SHORT PROBLEM: Report every line in the entries below that contains the word "spotted", treating uppercase and lowercase as different.

(Entries with point-based annotations)

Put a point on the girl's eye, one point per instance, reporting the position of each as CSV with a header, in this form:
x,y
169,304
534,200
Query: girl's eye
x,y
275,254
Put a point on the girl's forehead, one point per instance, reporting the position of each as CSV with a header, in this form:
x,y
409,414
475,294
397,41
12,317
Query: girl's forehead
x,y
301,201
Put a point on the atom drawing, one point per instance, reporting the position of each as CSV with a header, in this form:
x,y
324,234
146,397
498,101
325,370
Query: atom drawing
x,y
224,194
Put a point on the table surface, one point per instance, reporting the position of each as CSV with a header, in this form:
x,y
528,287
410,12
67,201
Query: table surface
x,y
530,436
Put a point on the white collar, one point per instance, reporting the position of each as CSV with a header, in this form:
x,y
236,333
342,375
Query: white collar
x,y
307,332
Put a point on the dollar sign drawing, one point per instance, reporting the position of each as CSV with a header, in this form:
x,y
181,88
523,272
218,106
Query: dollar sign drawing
* * *
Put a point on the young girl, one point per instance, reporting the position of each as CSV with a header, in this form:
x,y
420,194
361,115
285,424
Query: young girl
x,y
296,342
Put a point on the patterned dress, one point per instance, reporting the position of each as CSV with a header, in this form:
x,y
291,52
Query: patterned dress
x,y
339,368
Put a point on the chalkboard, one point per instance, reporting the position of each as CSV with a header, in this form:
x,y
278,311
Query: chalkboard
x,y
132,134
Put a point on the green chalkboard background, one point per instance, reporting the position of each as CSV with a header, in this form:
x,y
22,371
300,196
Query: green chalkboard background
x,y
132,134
--
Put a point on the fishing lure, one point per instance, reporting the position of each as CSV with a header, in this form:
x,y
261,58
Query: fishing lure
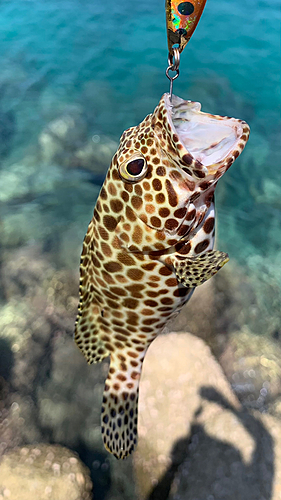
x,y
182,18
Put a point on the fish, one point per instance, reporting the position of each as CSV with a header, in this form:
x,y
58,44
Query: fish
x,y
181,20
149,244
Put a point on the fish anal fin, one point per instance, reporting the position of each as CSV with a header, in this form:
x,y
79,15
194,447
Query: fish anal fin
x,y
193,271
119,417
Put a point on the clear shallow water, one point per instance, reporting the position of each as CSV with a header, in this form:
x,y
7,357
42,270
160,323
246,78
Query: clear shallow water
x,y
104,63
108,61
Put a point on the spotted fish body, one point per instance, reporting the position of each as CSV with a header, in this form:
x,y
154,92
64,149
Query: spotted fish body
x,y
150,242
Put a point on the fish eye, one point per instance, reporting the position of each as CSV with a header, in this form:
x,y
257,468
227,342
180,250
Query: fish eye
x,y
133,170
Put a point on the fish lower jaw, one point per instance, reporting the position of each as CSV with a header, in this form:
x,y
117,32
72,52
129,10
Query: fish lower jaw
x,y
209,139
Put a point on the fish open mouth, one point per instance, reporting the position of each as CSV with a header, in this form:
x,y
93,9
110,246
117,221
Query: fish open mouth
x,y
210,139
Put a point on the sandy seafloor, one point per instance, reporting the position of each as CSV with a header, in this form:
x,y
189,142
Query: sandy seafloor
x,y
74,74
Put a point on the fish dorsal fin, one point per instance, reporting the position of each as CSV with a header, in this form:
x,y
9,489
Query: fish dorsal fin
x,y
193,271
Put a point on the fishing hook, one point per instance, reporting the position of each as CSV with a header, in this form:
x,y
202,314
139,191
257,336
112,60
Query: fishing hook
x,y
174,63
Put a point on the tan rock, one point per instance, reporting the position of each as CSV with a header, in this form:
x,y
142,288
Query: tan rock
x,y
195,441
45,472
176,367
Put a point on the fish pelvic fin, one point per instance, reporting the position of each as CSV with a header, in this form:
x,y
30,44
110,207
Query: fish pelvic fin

CORRECT RESPONSE:
Put a point on the spotted fish body, one point per instance, reporting the position of each as CSV with a header, in this form:
Query: spotted fish body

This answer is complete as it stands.